• **Task**
Print the line where "Return boxes for white lily." occurs and every line that follows it in the data below, ending with the last line, precisely as written.

Saved entries:

○ ○ ○ ○ ○ ○ ○

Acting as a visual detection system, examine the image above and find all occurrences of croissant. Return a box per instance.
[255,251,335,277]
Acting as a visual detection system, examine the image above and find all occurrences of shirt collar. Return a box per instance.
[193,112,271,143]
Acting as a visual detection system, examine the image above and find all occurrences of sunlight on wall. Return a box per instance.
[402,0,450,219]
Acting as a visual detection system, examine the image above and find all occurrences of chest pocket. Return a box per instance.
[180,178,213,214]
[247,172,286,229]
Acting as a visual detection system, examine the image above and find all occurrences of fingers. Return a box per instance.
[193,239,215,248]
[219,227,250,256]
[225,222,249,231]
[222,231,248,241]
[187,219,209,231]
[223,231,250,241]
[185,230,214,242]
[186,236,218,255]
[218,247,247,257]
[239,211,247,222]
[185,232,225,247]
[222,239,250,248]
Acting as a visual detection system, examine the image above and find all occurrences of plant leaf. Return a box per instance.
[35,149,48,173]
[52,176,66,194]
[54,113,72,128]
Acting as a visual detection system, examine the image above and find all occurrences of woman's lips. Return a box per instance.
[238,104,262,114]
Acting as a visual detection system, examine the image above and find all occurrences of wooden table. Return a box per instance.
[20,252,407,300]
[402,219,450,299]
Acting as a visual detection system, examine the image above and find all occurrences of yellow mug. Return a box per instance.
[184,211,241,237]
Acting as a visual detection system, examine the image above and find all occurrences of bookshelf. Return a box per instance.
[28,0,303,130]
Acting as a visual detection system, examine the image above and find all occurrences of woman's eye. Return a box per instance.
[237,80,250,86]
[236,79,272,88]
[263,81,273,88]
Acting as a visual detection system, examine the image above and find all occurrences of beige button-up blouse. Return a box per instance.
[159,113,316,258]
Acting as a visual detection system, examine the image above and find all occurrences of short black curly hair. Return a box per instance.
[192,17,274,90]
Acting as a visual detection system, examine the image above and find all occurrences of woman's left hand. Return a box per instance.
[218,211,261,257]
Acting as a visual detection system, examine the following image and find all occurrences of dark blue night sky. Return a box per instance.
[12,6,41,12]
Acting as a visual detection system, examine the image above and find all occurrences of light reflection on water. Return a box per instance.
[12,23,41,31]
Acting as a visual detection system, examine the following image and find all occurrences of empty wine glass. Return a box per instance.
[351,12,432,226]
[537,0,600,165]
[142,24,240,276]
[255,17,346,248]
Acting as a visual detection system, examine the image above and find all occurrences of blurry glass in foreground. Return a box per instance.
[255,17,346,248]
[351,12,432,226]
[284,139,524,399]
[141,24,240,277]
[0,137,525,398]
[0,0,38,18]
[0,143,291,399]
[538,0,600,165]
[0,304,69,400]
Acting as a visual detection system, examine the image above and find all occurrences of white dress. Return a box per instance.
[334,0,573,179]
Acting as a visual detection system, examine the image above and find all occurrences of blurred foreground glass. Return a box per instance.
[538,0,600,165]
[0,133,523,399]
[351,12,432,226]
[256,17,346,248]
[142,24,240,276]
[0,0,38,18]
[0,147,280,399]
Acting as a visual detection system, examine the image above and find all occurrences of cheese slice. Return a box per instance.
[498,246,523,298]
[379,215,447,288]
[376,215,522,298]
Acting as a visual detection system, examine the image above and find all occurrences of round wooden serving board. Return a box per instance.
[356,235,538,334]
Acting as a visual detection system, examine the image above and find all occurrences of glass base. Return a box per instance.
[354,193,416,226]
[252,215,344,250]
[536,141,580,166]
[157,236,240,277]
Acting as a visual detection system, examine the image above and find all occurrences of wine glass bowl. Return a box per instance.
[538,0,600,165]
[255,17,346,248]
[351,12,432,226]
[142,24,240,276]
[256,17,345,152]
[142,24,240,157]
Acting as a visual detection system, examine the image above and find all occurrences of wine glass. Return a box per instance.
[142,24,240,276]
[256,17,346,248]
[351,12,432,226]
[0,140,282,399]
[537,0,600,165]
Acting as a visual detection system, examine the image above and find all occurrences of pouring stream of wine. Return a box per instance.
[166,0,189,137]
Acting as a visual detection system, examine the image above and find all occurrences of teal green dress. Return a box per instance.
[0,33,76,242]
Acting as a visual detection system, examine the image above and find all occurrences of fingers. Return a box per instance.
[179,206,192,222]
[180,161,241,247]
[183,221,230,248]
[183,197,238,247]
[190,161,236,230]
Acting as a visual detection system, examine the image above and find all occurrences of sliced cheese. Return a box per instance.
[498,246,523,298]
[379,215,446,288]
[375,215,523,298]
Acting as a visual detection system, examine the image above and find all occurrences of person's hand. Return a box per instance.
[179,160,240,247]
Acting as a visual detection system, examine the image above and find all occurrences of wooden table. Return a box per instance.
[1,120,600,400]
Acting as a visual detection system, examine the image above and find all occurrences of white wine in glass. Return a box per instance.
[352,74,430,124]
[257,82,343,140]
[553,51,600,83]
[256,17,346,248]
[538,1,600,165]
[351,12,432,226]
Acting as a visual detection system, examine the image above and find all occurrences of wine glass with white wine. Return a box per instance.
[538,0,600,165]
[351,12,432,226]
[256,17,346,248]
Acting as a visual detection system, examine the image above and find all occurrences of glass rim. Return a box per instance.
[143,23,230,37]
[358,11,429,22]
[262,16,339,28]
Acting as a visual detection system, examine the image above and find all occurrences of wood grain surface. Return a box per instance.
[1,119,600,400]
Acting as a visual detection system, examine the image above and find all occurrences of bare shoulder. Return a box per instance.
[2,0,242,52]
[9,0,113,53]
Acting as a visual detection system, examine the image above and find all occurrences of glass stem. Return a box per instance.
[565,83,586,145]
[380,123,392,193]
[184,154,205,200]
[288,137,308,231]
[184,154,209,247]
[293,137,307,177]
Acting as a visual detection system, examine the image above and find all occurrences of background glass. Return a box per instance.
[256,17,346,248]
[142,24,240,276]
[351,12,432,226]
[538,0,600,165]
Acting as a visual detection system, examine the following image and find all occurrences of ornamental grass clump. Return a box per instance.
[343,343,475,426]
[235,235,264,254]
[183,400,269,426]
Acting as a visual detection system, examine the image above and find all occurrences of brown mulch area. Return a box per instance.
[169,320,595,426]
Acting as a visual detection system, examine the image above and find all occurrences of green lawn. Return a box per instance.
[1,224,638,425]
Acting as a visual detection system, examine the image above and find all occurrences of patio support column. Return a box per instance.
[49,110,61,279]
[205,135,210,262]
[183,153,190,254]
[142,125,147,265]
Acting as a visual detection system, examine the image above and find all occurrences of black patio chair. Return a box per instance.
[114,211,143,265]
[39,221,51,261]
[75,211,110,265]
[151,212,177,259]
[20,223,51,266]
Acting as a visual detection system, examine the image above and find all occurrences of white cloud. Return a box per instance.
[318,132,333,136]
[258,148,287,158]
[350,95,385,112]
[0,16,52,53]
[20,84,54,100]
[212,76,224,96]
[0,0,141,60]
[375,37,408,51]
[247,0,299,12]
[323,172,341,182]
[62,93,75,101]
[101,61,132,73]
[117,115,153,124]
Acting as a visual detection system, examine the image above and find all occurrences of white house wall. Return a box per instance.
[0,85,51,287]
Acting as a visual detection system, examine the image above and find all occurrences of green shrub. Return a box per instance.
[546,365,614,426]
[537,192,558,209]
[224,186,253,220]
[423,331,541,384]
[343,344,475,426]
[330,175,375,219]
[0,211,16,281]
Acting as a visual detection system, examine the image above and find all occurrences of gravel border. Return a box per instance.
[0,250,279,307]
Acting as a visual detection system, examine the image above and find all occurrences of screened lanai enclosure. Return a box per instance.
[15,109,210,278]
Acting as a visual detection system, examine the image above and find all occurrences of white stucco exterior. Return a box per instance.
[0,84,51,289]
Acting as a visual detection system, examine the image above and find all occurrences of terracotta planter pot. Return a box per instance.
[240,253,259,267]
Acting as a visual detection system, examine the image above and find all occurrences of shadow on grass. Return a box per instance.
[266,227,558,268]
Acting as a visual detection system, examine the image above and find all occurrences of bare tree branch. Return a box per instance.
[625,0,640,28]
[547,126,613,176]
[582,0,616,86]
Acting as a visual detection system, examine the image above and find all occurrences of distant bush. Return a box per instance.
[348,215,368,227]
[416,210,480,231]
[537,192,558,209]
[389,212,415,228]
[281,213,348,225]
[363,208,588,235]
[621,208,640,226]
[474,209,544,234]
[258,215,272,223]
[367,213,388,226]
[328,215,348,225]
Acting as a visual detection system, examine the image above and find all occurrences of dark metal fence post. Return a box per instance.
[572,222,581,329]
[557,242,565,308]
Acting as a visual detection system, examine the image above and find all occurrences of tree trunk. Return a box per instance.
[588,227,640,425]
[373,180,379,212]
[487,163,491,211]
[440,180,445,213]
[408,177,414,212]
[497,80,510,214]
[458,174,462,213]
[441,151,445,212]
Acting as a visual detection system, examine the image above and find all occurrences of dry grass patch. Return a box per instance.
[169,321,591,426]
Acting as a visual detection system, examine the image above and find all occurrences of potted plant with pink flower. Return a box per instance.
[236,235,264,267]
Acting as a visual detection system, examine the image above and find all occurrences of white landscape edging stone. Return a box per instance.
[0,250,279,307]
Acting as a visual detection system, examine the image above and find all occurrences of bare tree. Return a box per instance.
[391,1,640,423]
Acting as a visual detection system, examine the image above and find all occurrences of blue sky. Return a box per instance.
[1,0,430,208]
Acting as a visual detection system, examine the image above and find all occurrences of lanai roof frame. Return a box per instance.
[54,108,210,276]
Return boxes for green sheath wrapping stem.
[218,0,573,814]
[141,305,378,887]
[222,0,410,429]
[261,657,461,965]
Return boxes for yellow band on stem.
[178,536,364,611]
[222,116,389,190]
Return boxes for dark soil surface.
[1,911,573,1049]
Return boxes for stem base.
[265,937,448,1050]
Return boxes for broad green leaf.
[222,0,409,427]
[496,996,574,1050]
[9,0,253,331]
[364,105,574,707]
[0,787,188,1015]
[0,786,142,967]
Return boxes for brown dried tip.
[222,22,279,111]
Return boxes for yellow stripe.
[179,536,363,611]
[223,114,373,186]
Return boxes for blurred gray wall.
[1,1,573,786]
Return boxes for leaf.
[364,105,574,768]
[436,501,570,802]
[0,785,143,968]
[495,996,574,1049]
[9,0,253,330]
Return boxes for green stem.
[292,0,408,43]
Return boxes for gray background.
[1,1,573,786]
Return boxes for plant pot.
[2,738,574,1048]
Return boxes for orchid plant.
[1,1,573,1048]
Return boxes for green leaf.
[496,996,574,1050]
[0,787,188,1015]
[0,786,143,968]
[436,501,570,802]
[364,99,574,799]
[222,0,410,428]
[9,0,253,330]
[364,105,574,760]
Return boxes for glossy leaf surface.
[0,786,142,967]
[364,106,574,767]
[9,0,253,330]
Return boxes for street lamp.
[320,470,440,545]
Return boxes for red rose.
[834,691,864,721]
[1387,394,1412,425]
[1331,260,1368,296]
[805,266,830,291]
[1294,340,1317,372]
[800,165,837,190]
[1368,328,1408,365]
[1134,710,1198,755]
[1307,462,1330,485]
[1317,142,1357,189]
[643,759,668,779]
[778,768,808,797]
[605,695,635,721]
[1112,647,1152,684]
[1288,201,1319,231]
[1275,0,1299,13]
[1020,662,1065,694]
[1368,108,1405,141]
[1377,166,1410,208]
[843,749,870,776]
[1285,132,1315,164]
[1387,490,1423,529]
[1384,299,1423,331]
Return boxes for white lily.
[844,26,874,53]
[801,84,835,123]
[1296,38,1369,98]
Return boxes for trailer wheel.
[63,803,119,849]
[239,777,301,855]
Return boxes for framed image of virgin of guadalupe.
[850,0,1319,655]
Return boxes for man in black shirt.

○ ○ ○ ○ ○ ○ ○

• **Response for this exercise**
Return boxes for white lily.
[844,26,874,53]
[801,84,835,123]
[1296,38,1369,98]
Return boxes for trailer wheel.
[63,803,119,849]
[239,777,301,855]
Return boxes for framed image of virgin of guadalupe.
[850,0,1319,655]
Return boxes for man in black shirt.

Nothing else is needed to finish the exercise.